*** Opening of RECORDS FOR THE TASK ***

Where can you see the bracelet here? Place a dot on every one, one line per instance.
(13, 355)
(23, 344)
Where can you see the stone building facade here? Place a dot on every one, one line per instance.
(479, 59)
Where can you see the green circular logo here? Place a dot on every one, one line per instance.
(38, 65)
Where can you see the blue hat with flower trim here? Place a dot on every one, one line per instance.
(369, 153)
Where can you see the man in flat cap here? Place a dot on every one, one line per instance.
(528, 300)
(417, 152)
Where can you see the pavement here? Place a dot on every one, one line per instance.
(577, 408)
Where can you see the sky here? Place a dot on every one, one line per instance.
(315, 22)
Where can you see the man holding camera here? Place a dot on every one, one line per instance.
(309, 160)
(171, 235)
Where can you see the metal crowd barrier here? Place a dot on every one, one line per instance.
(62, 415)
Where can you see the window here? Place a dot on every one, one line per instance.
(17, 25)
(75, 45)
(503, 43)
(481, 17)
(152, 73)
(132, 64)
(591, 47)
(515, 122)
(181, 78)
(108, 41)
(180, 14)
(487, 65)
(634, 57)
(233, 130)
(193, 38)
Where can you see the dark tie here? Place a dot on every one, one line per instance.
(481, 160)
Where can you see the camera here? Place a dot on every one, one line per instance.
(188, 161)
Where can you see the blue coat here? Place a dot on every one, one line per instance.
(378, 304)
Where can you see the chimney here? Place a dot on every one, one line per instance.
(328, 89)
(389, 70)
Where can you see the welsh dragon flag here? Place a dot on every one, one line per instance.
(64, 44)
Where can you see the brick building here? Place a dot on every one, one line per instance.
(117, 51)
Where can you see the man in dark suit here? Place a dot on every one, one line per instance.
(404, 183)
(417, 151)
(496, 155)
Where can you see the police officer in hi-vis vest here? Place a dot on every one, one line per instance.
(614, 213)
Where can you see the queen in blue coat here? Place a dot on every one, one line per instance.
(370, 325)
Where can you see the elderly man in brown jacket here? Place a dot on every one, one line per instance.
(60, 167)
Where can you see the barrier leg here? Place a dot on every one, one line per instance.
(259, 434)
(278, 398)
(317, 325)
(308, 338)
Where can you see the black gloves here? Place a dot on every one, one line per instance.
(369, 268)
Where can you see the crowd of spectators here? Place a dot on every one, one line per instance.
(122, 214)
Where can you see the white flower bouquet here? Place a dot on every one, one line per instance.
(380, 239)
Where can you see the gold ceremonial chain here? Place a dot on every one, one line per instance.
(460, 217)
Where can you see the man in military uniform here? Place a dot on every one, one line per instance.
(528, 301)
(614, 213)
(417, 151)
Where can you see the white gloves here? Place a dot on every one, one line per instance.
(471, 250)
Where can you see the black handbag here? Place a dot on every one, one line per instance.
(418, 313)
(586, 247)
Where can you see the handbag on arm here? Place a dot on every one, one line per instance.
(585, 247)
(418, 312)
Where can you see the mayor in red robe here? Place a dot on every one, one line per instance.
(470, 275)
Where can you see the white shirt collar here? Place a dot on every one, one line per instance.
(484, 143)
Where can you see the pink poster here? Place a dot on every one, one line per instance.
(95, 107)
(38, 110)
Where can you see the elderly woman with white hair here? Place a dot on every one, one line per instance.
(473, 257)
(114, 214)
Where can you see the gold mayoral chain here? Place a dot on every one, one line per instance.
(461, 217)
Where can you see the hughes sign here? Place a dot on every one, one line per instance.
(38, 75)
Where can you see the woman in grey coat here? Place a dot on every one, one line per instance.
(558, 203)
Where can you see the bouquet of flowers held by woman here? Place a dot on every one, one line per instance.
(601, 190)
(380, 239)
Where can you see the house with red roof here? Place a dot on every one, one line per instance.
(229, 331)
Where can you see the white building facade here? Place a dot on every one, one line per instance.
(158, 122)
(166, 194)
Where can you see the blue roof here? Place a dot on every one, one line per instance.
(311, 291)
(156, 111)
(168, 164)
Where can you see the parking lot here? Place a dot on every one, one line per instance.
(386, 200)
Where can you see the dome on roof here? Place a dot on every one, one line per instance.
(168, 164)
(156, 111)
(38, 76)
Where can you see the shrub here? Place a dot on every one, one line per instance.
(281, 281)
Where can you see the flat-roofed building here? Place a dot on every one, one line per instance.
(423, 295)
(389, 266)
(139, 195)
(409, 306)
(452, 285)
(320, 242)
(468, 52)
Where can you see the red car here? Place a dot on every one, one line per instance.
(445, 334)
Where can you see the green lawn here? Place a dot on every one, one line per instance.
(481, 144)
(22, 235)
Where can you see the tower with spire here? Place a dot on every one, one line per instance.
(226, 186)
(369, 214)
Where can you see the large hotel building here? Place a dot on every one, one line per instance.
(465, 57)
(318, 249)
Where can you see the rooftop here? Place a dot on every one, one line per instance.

*** Close of RECORDS FOR THE TASK ***

Using the material above, output each line exactly as it appears.

OUTPUT BELOW –
Where can you see the bracelet here? Place a dot on every one, one line per instance.
(13, 355)
(23, 344)
Where can you see the stone building facade here? Place a dot on every one, one line per instance.
(479, 59)
Where can you see the green circular logo here? Place a dot on every one, one line per instance.
(38, 65)
Where can you see the blue hat with flower trim here? Place a dot on every one, one line per instance.
(369, 153)
Where can you see the man in flat cap here? Place a dot on every one, one line per instance.
(528, 300)
(417, 152)
Where can you see the pavement here? Place a dot on every one, one line per instance.
(577, 408)
Where can you see the sky here? Place a dot on every one, one line per instance.
(315, 22)
Where can you see the man holding camera here? Place a dot on every one, one line per instance.
(309, 160)
(171, 235)
Where can you see the metal crowd barrier here? Place a dot on every one, one line per instance.
(62, 415)
Where can you see the window here? Place a dot on every one, one line per instance.
(17, 25)
(75, 45)
(503, 43)
(481, 17)
(152, 73)
(132, 64)
(591, 47)
(515, 122)
(181, 78)
(108, 41)
(180, 14)
(487, 65)
(634, 57)
(233, 130)
(193, 38)
Where can you see the dark tie here? Place a dot on every one, one line per instance.
(481, 160)
Where can you see the camera here? Place a dot on every one, one line per instance.
(188, 161)
Where can you see the blue coat here? Place a dot on every one, one line per instance.
(378, 304)
Where can you see the chimney here? Place a dot on every one, one line per instance.
(328, 89)
(389, 70)
Where can you see the welsh dragon flag here? Place a dot on every one, one line per instance.
(64, 44)
Where can you see the brick building here? Place a dot on every one, one line per instance.
(117, 51)
Where can you see the man in dark suit here? Place a dot on every one, one line per instance.
(404, 183)
(417, 151)
(496, 155)
Where can you see the police officer in hi-vis vest here? Place a dot on every one, one line per instance.
(614, 213)
Where can you see the queen in blue coat here? Place a dot on every one, one line per instance.
(370, 325)
Where can you see the elderly man in brown jacket here? Place a dot on every one, one line per instance.
(60, 167)
Where can you see the barrier leg here? Place a dot on every one, one line per instance.
(259, 434)
(278, 398)
(317, 325)
(308, 338)
Where can you see the black gloves here? Place a dot on every one, one line per instance.
(369, 268)
Where can you see the crowd of spectators here? Place a dot on every one, one line per instance.
(122, 214)
Where can you see the white flower bouquet here? Place a dot on every one, one line per instance.
(380, 239)
Where can you see the gold ceremonial chain here? Place a dot on every one, one line per instance.
(460, 217)
Where can you see the man in military uniform here? Place a dot on every one, one line per instance.
(528, 301)
(614, 213)
(417, 151)
Where can you see the white gloves here? Place a dot on every one, one line per instance.
(471, 250)
Where can you see the black handbag here? Place a dot on every one, one line per instance.
(418, 313)
(586, 247)
Where can you see the handbag on arm here? Place a dot on every one, one line per instance.
(585, 247)
(418, 312)
Where can you see the mayor in red robe here? Place a dot on every one, one line per instance.
(470, 275)
Where can you see the white shirt collar here? Place a dot on every one, one line per instance.
(484, 143)
Where can you see the pink poster here? Place a dot on every one, one line per instance.
(95, 107)
(38, 110)
Where can you see the elderly woman with white hair here? Place a dot on every one, one line per instance.
(473, 257)
(114, 214)
Where can you see the gold mayoral chain here? Place a dot on every one, one line per instance.
(461, 217)
Where can you see the hughes sign here? Place a dot on every one, one line per instance.
(38, 75)
Where can you see the woman in grey coat here? Place a dot on every one, one line per instance.
(558, 203)
Where can you see the bouquet of flowers held by woman here? Place a dot on every one, one line per instance.
(601, 190)
(380, 239)
Where can you see the house with red roof here? Place a dot on every one, one line per instance.
(229, 331)
Where can you see the white building facade here? Place a dot on every one, one line per instance.
(158, 122)
(166, 194)
Where can you see the blue roof here? Place a dot on every one, one line per instance.
(311, 291)
(156, 111)
(168, 164)
Where can you see the parking lot here? Place a dot on every one, one line per instance.
(386, 200)
Where can you see the dome on roof here? Place a dot on every one, one line per instance.
(168, 164)
(156, 111)
(38, 76)
Where can you see the shrub here? Place a dot on every one, one line per instance.
(281, 281)
Where can you see the flat-roofed building here? Place a dot on every one, one line per instance.
(423, 295)
(389, 266)
(139, 195)
(409, 306)
(452, 285)
(320, 242)
(468, 52)
Where can you see the red car here? Place a dot on every one, one line per instance.
(445, 334)
Where can you see the green lawn here? Place a dot on every one, one line per instance.
(481, 144)
(22, 235)
Where can you see the tower with spire here? Place a dot on every one, one line per instance.
(226, 186)
(369, 214)
Where can you see the large hotel building here? Place a dot on every one, one line per instance.
(465, 57)
(318, 249)
Where can you see the rooftop here? Place a dot on every one, one line per instance.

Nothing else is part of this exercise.